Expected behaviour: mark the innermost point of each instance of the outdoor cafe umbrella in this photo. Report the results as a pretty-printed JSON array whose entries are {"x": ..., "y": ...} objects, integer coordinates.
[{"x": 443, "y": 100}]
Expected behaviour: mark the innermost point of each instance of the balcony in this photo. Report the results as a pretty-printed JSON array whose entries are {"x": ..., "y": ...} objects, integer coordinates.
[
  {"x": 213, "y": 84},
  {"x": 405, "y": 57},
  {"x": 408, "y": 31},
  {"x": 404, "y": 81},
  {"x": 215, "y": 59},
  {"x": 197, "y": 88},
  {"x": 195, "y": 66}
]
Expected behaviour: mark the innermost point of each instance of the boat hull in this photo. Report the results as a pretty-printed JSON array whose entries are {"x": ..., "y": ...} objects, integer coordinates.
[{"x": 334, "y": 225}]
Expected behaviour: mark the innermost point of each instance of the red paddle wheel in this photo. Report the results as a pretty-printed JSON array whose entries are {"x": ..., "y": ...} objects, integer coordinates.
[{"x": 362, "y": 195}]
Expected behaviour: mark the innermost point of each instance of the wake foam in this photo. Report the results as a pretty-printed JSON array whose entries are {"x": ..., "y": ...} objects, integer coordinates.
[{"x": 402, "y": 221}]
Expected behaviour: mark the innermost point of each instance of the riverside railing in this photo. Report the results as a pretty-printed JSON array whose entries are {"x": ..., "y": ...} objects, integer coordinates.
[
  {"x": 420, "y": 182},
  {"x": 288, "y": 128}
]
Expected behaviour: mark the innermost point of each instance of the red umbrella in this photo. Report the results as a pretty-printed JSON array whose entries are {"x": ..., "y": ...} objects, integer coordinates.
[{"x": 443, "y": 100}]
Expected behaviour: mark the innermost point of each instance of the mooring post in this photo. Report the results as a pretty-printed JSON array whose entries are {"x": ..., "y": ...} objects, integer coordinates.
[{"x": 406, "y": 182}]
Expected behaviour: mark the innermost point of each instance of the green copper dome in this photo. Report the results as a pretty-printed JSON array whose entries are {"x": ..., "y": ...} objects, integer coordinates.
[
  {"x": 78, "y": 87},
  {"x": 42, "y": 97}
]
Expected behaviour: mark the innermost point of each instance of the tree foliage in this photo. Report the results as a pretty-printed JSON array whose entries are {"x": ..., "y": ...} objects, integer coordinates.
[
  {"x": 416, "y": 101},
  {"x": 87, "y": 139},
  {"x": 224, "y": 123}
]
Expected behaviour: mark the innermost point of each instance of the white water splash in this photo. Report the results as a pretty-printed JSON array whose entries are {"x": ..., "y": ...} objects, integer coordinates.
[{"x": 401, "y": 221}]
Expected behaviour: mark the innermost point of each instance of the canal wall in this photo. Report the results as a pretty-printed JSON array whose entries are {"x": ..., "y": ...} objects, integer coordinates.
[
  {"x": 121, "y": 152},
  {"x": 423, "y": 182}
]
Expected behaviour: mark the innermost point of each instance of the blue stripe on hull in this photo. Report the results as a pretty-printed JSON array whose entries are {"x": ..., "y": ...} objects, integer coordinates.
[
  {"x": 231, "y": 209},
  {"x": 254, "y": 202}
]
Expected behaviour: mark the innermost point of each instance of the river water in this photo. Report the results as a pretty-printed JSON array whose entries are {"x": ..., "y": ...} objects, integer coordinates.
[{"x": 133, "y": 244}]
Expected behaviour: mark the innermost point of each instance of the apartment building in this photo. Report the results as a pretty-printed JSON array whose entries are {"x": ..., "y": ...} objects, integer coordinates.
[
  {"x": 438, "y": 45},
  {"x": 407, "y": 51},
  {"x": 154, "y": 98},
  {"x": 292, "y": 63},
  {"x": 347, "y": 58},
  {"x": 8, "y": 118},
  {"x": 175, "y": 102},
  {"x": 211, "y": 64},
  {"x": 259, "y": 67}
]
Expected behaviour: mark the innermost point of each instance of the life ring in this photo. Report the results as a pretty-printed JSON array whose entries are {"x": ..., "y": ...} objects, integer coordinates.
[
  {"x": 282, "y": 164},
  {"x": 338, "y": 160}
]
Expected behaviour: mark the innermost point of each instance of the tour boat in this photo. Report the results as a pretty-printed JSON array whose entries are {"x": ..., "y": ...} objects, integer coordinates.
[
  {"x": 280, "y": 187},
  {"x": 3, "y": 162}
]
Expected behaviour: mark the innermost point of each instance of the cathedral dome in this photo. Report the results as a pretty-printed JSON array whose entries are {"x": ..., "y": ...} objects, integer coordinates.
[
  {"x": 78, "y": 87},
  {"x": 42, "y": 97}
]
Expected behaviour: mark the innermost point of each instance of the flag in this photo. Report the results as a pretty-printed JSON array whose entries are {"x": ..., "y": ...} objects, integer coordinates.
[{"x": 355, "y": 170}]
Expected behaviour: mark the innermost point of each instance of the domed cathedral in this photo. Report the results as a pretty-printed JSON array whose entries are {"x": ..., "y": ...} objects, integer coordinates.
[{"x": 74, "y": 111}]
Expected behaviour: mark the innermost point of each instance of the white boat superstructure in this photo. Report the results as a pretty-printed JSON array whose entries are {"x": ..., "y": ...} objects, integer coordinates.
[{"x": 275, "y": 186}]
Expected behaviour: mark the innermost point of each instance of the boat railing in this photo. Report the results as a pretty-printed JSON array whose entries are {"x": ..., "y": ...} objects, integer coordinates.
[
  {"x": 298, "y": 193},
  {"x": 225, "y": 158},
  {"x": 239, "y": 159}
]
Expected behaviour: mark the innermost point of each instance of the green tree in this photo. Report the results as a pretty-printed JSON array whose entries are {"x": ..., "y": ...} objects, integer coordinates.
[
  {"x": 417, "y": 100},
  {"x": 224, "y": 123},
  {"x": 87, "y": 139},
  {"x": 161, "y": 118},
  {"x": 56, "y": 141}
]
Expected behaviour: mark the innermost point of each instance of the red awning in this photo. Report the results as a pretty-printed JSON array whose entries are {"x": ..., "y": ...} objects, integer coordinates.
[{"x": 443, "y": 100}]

----------------

■ INSTRUCTIONS FOR THE TASK ■
Put every line of the records above into a Markdown table with the columns "Row" and "Line". Number the rows in order, and omit blank lines.

■ REPLY TO THE TASK ■
| Row | Line |
|---|---|
| 1 | Expected behaviour: mark the innermost point of each instance of the outdoor cafe umbrella in this photo. Report the results as a pretty-printed JSON array whose entries are {"x": ..., "y": ...} objects, integer coordinates. |
| 2 | [{"x": 443, "y": 100}] |
| 3 | Expected behaviour: mark the innermost point of each instance of the balcony in this photo. Report the results as a pretty-printed JSON array whose entries are {"x": ..., "y": ...} objects, integer coordinates. |
| 4 | [ |
| 5 |   {"x": 213, "y": 84}, |
| 6 |   {"x": 405, "y": 57}, |
| 7 |   {"x": 408, "y": 31}, |
| 8 |   {"x": 404, "y": 81}, |
| 9 |   {"x": 215, "y": 59}, |
| 10 |   {"x": 197, "y": 88}, |
| 11 |   {"x": 195, "y": 66} |
| 12 | ] |
| 13 | Expected behaviour: mark the innermost point of each instance of the boat hull in this photo. Report the results as a pretty-printed JSON array whose entries are {"x": ..., "y": ...} objects, integer coordinates. |
| 14 | [{"x": 334, "y": 225}] |
| 15 | Expected behaviour: mark the innermost point of each instance of the red paddle wheel in this photo. Report the results as a pretty-printed JSON array whose entries are {"x": ..., "y": ...} objects, integer coordinates. |
| 16 | [{"x": 362, "y": 195}] |
| 17 | Expected behaviour: mark the innermost point of each instance of the wake foam in this photo. Report the results as a pretty-printed JSON array whose entries are {"x": ..., "y": ...} objects, integer coordinates. |
| 18 | [{"x": 402, "y": 221}] |
| 19 | Expected behaviour: mark the innermost point of each instance of the riverside railing in this photo. Report the results as a pretty-printed JSON array whose entries are {"x": ..., "y": ...} objects, integer coordinates. |
| 20 | [ |
| 21 |   {"x": 420, "y": 182}, |
| 22 |   {"x": 288, "y": 128} |
| 23 | ] |
| 24 | Expected behaviour: mark the innermost point of each instance of the red umbrella in this photo. Report the results as a pretty-printed JSON array whose entries are {"x": ..., "y": ...} objects, integer coordinates. |
| 25 | [{"x": 443, "y": 100}] |
| 26 | Expected behaviour: mark the innermost point of each instance of the mooring post in this photo. Report the results as a pretty-printed JSON array whose entries are {"x": ..., "y": ...} objects, integer coordinates. |
| 27 | [{"x": 406, "y": 182}] |
| 28 | Expected behaviour: mark the innermost point of each instance of the green copper dome in this photo. Report the results as a pretty-printed JSON array whose entries are {"x": ..., "y": ...} objects, integer coordinates. |
| 29 | [ |
| 30 |   {"x": 78, "y": 87}, |
| 31 |   {"x": 42, "y": 97} |
| 32 | ] |
| 33 | Expected behaviour: mark the innermost point of each instance of the tree foliage in this photo. Report the results as a pretty-printed JSON array whose entries are {"x": ..., "y": ...} objects, integer coordinates. |
| 34 | [ |
| 35 |   {"x": 416, "y": 101}, |
| 36 |   {"x": 87, "y": 139}, |
| 37 |   {"x": 224, "y": 123} |
| 38 | ] |
| 39 | Expected behaviour: mark the innermost point of each instance of the white water splash in this photo. Report the results as a pretty-printed JSON array whose entries are {"x": ..., "y": ...} objects, integer coordinates. |
| 40 | [{"x": 401, "y": 221}] |
| 41 | Expected behaviour: mark the innermost point of each instance of the canal wall in this photo. Report the results as a pretty-printed JSON array whose entries are {"x": ..., "y": ...} objects, integer coordinates. |
| 42 | [ |
| 43 |   {"x": 121, "y": 152}, |
| 44 |   {"x": 423, "y": 182} |
| 45 | ] |
| 46 | Expected behaviour: mark the innermost point of each instance of the blue stripe on hull in this photo. Report the results as a pretty-printed JSON array whose entries are {"x": ..., "y": ...} objects, integer coordinates. |
| 47 | [ |
| 48 |   {"x": 231, "y": 209}, |
| 49 |   {"x": 254, "y": 202} |
| 50 | ] |
| 51 | Expected behaviour: mark the innermost point of each instance of the river water in this photo. Report the results as a pretty-printed JSON array whose entries are {"x": ..., "y": ...} objects, integer coordinates. |
| 52 | [{"x": 133, "y": 244}] |
| 53 | Expected behaviour: mark the innermost point of each instance of the apartment building in this photo. Report the results as a pretty-printed JSON array whose entries are {"x": ..., "y": ...} objects, integer coordinates. |
| 54 | [ |
| 55 |   {"x": 438, "y": 45}, |
| 56 |   {"x": 407, "y": 51}, |
| 57 |   {"x": 154, "y": 98}, |
| 58 |   {"x": 292, "y": 63}, |
| 59 |   {"x": 347, "y": 58}, |
| 60 |   {"x": 8, "y": 118}, |
| 61 |   {"x": 175, "y": 102}, |
| 62 |   {"x": 211, "y": 64}, |
| 63 |   {"x": 259, "y": 67} |
| 64 | ] |
| 65 | Expected behaviour: mark the innermost point of each instance of the life ring in this photo. Report the results as a pretty-printed JSON array whose entries are {"x": ..., "y": ...} objects, integer coordinates. |
| 66 | [ |
| 67 |   {"x": 282, "y": 164}, |
| 68 |   {"x": 338, "y": 160} |
| 69 | ] |
| 70 | Expected behaviour: mark the innermost point of each instance of the tour boat in this photo. Report the results as a pretty-printed JSON array whose entries are {"x": ..., "y": ...} objects, integer coordinates. |
| 71 | [ |
| 72 |   {"x": 280, "y": 187}, |
| 73 |   {"x": 3, "y": 162} |
| 74 | ] |
| 75 | Expected behaviour: mark the innermost point of each instance of the cathedral dome in this photo. Report the results as a pretty-printed JSON array whose entries are {"x": ..., "y": ...} objects, integer coordinates. |
| 76 | [ |
| 77 |   {"x": 78, "y": 87}, |
| 78 |   {"x": 42, "y": 97} |
| 79 | ] |
| 80 | Expected behaviour: mark the innermost point of each instance of the flag in this photo. Report the results as a pretty-printed JSON array whose entries are {"x": ..., "y": ...} objects, integer coordinates. |
| 81 | [{"x": 355, "y": 170}] |
| 82 | Expected behaviour: mark the innermost point of each instance of the domed cathedral in this photo. Report the results as a pretty-printed JSON array whose entries are {"x": ..., "y": ...} objects, integer coordinates. |
| 83 | [{"x": 74, "y": 111}] |
| 84 | Expected behaviour: mark the innermost point of each instance of the white boat superstructure in this photo. Report the results as a pretty-printed JSON array whose entries are {"x": ..., "y": ...} objects, integer coordinates. |
| 85 | [{"x": 275, "y": 186}] |
| 86 | Expected behaviour: mark the innermost point of each instance of the boat railing in this photo. Report the results as a pretty-printed JSON array whose entries are {"x": ..., "y": ...} objects, integer coordinates. |
| 87 | [ |
| 88 |   {"x": 298, "y": 193}, |
| 89 |   {"x": 225, "y": 158}, |
| 90 |   {"x": 239, "y": 159} |
| 91 | ] |
| 92 | Expected behaviour: mark the innermost point of each instance of the green tree in this photo. Report the results as a pretty-printed JSON array whose entries are {"x": ..., "y": ...} objects, integer coordinates. |
| 93 | [ |
| 94 |   {"x": 417, "y": 100}, |
| 95 |   {"x": 224, "y": 123}, |
| 96 |   {"x": 87, "y": 139}, |
| 97 |   {"x": 161, "y": 118}, |
| 98 |   {"x": 56, "y": 141} |
| 99 | ] |
| 100 | Expected behaviour: mark the innermost point of each instance of the red awning in this photo. Report the results as a pretty-printed JSON array whose entries are {"x": ..., "y": ...} objects, integer coordinates. |
| 101 | [{"x": 443, "y": 100}] |